● **EXTRACT TO READ**
★ ★ ★

If you entered replicate values (side by side), you can later choose if you want the heat map to be based on the mean, median or geometric mean. You can even choose to make a heat make of variation, and base the heat map on the SD, %CV or SEM of replicate values.
Color map and range
There are four choices of color maps:
•Single gradient. Choose the range of values to convert to colors and the range of colors.
•Grayscale. You can choose whether black or white is for the lower value, and what the range of values is.
•Rainbow. You choose the range of data values. Prism chooses the range of colors by fixing the saturation and brightness to 100% and varying the hue from 0˚ to 300˚. Using the Rainbow color map, the largest values are shown in red. If you select the Reverse Rainbow color map, the smallest values are encoded red.
•Double gradient. You choose the baseline value (almost always 0.0) and color (usually white or black). Then separately enter the maximum value (almost always positive) and color, and also enter the minimum value (almost always negative) and color.

★ ★ ★

● **DATA**
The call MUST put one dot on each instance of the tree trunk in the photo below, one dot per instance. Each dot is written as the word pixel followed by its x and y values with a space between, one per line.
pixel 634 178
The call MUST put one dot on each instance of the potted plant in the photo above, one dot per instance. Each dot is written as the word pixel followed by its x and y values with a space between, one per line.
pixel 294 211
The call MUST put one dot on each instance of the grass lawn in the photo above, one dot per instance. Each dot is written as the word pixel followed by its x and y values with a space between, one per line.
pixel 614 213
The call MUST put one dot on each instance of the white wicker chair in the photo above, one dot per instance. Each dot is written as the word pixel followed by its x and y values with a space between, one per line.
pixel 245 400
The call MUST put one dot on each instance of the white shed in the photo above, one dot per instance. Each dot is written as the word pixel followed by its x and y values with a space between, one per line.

★ ★ ★

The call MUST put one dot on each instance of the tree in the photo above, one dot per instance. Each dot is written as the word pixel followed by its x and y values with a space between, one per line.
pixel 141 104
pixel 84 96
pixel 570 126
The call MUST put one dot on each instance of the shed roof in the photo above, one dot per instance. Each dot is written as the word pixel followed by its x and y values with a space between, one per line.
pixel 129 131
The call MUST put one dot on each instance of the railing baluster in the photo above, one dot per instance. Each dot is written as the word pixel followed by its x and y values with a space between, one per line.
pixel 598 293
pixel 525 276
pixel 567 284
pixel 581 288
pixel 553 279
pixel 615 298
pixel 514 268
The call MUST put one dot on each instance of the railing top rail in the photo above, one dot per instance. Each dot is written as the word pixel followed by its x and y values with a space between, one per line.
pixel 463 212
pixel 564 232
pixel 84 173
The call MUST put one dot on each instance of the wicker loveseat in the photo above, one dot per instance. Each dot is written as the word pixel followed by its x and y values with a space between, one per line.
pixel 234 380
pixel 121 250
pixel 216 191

★ ★ ★

● **PROBLEMS TO WORK ON**
• a. Quote the heat map color text between "Color map and" and "are encoded red.", inclusive.
• b. Recast the paragraph of the heat map color text that begins "Rainbow. You choose the range" as a brief list that keeps its main facts.
• c. Carry the heat map color text on from its final sentence.

● **ANSWERS BELOW**
• a.
Color map and range
There are four choices of color maps:
•Single gradient. Choose the range of values to convert to colors and the range of colors.
•Grayscale. You can choose whether black or white is for the lower value, and what the range of values is.
•Rainbow. You choose the range of data values. Prism chooses the range of colors by fixing the saturation and brightness to 100% and varying the hue from 0˚ to 300˚. Using the Rainbow color map, the largest values are shown in red. If you select the Reverse Rainbow color map, the smallest values are encoded red.

• b.
- You choose the range of data values.
- Prism sets the range of colors by fixing saturation and brightness at 100% and varying the hue from 0˚ to 300˚.
- With the Rainbow color map, the largest values are shown in red.
- With the Reverse Rainbow color map, the smallest values are red.

• c.
•Categorical. Enter a value or range of values, and what color you want it to show as. Repeat as needed. Ranges cannot overlap. You can't have one range "1-2" and another "2-3" because that would leave it ambiguous how to encode 2.0000. Instead do something like this -- one rage for "1.0-1.99" and another for "2.0-2.99".
Off the map
Choose a color to use if the value is too large or too small to be part of the map you defined, or if the value is blank or excluded. Of course, these choices are irrelevant if no values are off scale, blank or excluded. To make blank and excluded values more apparent, check an option to place a black X through those cells. Since the X is always black, use a light color to encode these cells.